---------- MATERIAL PROVIDED ----------
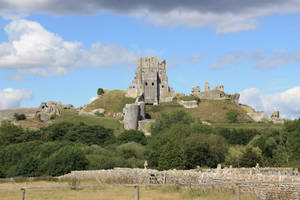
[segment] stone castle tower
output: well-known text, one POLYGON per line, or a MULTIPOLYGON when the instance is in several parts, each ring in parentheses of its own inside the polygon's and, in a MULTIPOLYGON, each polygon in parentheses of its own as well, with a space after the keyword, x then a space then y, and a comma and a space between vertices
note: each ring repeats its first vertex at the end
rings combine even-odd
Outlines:
POLYGON ((139 57, 135 77, 127 96, 141 97, 146 104, 172 101, 173 89, 168 85, 166 61, 158 57, 139 57))

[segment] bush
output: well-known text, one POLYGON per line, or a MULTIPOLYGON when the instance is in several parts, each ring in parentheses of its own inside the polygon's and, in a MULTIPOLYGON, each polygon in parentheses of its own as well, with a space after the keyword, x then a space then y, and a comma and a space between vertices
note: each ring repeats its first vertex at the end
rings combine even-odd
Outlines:
POLYGON ((146 137, 142 131, 136 130, 125 130, 119 137, 117 138, 119 144, 124 144, 128 142, 136 142, 142 145, 146 144, 146 137))
POLYGON ((18 114, 18 113, 15 113, 14 114, 14 118, 17 120, 17 121, 20 121, 20 120, 25 120, 26 119, 26 115, 25 114, 18 114))
POLYGON ((77 146, 66 146, 50 156, 45 168, 50 176, 60 176, 72 170, 86 170, 89 161, 77 146))
POLYGON ((104 90, 103 90, 103 88, 98 88, 98 90, 97 90, 97 94, 98 94, 98 95, 102 95, 102 94, 104 94, 104 90))
POLYGON ((227 113, 227 119, 231 122, 237 122, 237 113, 235 111, 229 111, 227 113))
POLYGON ((258 147, 247 146, 241 157, 241 167, 255 167, 256 164, 264 165, 261 150, 258 147))
POLYGON ((29 156, 22 160, 16 168, 16 176, 34 177, 42 175, 40 171, 41 161, 35 156, 29 156))

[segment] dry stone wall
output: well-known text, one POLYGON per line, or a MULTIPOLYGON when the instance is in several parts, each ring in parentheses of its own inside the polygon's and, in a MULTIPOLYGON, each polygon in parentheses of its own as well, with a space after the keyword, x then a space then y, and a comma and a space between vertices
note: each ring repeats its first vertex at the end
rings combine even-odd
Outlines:
POLYGON ((300 176, 291 168, 224 168, 205 170, 168 170, 115 168, 111 170, 72 171, 59 179, 96 179, 118 184, 191 184, 204 188, 235 190, 256 194, 261 199, 299 200, 300 176))
POLYGON ((12 120, 14 118, 15 113, 25 114, 26 117, 34 117, 37 111, 39 111, 39 108, 16 108, 16 109, 0 110, 0 121, 12 120))

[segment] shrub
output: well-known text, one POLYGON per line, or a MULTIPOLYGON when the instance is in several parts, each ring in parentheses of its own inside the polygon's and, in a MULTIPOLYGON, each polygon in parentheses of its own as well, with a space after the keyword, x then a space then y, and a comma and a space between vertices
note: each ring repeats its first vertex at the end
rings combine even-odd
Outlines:
POLYGON ((35 156, 29 156, 19 162, 16 168, 17 176, 34 177, 40 176, 40 160, 35 156))
POLYGON ((17 120, 17 121, 20 121, 20 120, 25 120, 26 119, 26 115, 25 114, 18 114, 18 113, 15 113, 14 114, 14 118, 17 120))
POLYGON ((241 157, 241 166, 255 167, 256 163, 259 163, 260 166, 264 164, 261 150, 258 147, 247 146, 241 157))
POLYGON ((227 112, 227 119, 231 122, 237 122, 237 113, 235 111, 227 112))
POLYGON ((142 145, 146 144, 146 137, 142 131, 125 130, 118 138, 119 144, 136 142, 142 145))
POLYGON ((94 114, 98 117, 104 117, 104 113, 101 113, 99 111, 95 112, 94 114))
POLYGON ((104 90, 103 90, 103 88, 98 88, 98 90, 97 90, 97 94, 98 94, 98 95, 102 95, 102 94, 104 94, 104 90))
POLYGON ((70 173, 72 170, 85 170, 89 161, 77 146, 66 146, 50 156, 45 168, 50 176, 70 173))

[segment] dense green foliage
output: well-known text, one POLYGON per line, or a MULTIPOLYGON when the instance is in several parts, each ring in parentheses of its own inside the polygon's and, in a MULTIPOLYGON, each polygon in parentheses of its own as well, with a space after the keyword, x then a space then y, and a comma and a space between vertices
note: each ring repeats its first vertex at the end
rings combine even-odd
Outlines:
POLYGON ((234 123, 234 122, 237 122, 237 113, 234 112, 234 111, 229 111, 227 113, 227 119, 231 122, 231 123, 234 123))
POLYGON ((98 88, 97 95, 102 95, 102 94, 104 94, 103 88, 98 88))
POLYGON ((3 121, 0 126, 0 177, 59 176, 72 170, 148 167, 297 166, 300 119, 283 129, 221 128, 202 124, 182 110, 160 114, 152 136, 85 123, 59 122, 36 131, 3 121))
----------
§ **EXERCISE INSTRUCTIONS**
Could you render all the records above as a Markdown table with the columns Row and Entry, one numbered row per line and no rows for blank lines? Leave the pictures out.

§ **EXERCISE RESPONSE**
| Row | Entry |
|---|---|
| 1 | [segment] stone castle tower |
| 2 | output: well-known text, one POLYGON per line, or a MULTIPOLYGON when the instance is in several parts, each ring in parentheses of its own inside the polygon's and, in a MULTIPOLYGON, each polygon in parentheses of its own as well, with a space after the keyword, x then a space then y, and a comma and a space between vertices |
| 3 | note: each ring repeats its first vertex at the end |
| 4 | rings combine even-odd |
| 5 | Outlines: |
| 6 | POLYGON ((139 57, 135 77, 127 96, 141 97, 146 104, 172 101, 173 89, 168 85, 166 61, 158 57, 139 57)) |
| 7 | [segment] bush |
| 8 | output: well-known text, one POLYGON per line, or a MULTIPOLYGON when the instance is in several parts, each ring in parentheses of its own inside the polygon's and, in a MULTIPOLYGON, each polygon in parentheses of its own as well, with a space after the keyword, x then a space then y, and a comma and a space between vertices |
| 9 | note: each ring repeats its first vertex at the end |
| 10 | rings combine even-odd |
| 11 | Outlines: |
| 12 | POLYGON ((146 137, 142 131, 136 130, 125 130, 119 137, 117 138, 119 144, 124 144, 128 142, 136 142, 142 145, 146 144, 146 137)) |
| 13 | POLYGON ((18 114, 18 113, 15 113, 14 114, 14 118, 17 120, 17 121, 20 121, 20 120, 25 120, 26 119, 26 115, 25 114, 18 114)) |
| 14 | POLYGON ((77 146, 66 146, 50 156, 45 168, 50 176, 60 176, 72 170, 86 170, 89 161, 77 146)) |
| 15 | POLYGON ((104 90, 103 90, 103 88, 98 88, 98 90, 97 90, 97 94, 98 94, 98 95, 102 95, 102 94, 104 94, 104 90)) |
| 16 | POLYGON ((227 113, 227 119, 231 122, 237 122, 237 113, 235 111, 229 111, 227 113)) |
| 17 | POLYGON ((258 147, 247 146, 241 157, 241 167, 255 167, 256 164, 264 165, 261 150, 258 147)) |
| 18 | POLYGON ((29 156, 22 160, 16 168, 16 176, 34 177, 42 175, 40 171, 41 161, 35 156, 29 156)) |
| 19 | [segment] dry stone wall |
| 20 | output: well-known text, one POLYGON per line, or a MULTIPOLYGON when the instance is in several parts, each ring in parentheses of its own inside the polygon's and, in a MULTIPOLYGON, each polygon in parentheses of its own as well, with a space after the keyword, x then a space then y, and a comma and a space between vertices |
| 21 | note: each ring repeats its first vertex at the end |
| 22 | rings combine even-odd |
| 23 | Outlines: |
| 24 | POLYGON ((300 176, 291 168, 224 168, 205 170, 168 170, 115 168, 111 170, 72 171, 59 179, 96 179, 118 184, 191 184, 204 188, 235 190, 256 194, 261 199, 299 200, 300 176)) |
| 25 | POLYGON ((12 120, 14 118, 15 113, 25 114, 26 117, 34 117, 37 111, 39 111, 39 108, 16 108, 16 109, 0 110, 0 121, 12 120)) |
| 26 | [segment] shrub |
| 27 | output: well-known text, one POLYGON per line, or a MULTIPOLYGON when the instance is in several parts, each ring in parentheses of its own inside the polygon's and, in a MULTIPOLYGON, each polygon in parentheses of its own as well, with a space after the keyword, x then a space then y, and a comma and a space between vertices |
| 28 | note: each ring repeats its first vertex at the end |
| 29 | rings combine even-odd |
| 30 | Outlines: |
| 31 | POLYGON ((35 156, 29 156, 19 162, 16 168, 17 176, 34 177, 40 176, 40 160, 35 156)) |
| 32 | POLYGON ((17 120, 17 121, 20 121, 20 120, 25 120, 26 119, 26 115, 25 114, 18 114, 18 113, 15 113, 14 114, 14 118, 17 120)) |
| 33 | POLYGON ((241 157, 241 166, 255 167, 256 163, 259 163, 260 166, 264 164, 261 150, 258 147, 247 146, 241 157)) |
| 34 | POLYGON ((227 112, 227 119, 231 122, 237 122, 237 113, 235 111, 227 112)) |
| 35 | POLYGON ((142 145, 146 144, 146 137, 142 131, 125 130, 118 138, 119 144, 136 142, 142 145)) |
| 36 | POLYGON ((94 114, 98 117, 104 117, 104 113, 101 113, 99 111, 95 112, 94 114)) |
| 37 | POLYGON ((104 90, 103 90, 103 88, 98 88, 98 90, 97 90, 97 94, 98 94, 98 95, 102 95, 102 94, 104 94, 104 90)) |
| 38 | POLYGON ((70 173, 72 170, 85 170, 89 161, 77 146, 66 146, 50 156, 45 168, 50 176, 70 173)) |
| 39 | [segment] dense green foliage |
| 40 | output: well-known text, one POLYGON per line, or a MULTIPOLYGON when the instance is in several parts, each ring in parentheses of its own inside the polygon's and, in a MULTIPOLYGON, each polygon in parentheses of its own as well, with a space after the keyword, x then a space then y, and a comma and a space between vertices |
| 41 | note: each ring repeats its first vertex at the end |
| 42 | rings combine even-odd |
| 43 | Outlines: |
| 44 | POLYGON ((234 123, 234 122, 237 122, 237 113, 234 112, 234 111, 229 111, 227 113, 227 119, 231 122, 231 123, 234 123)) |
| 45 | POLYGON ((98 88, 97 95, 102 95, 102 94, 104 94, 103 88, 98 88)) |
| 46 | POLYGON ((3 121, 0 126, 0 177, 59 176, 72 170, 148 167, 297 166, 300 119, 283 129, 221 128, 202 124, 182 110, 160 114, 152 136, 85 123, 59 122, 36 131, 3 121)) |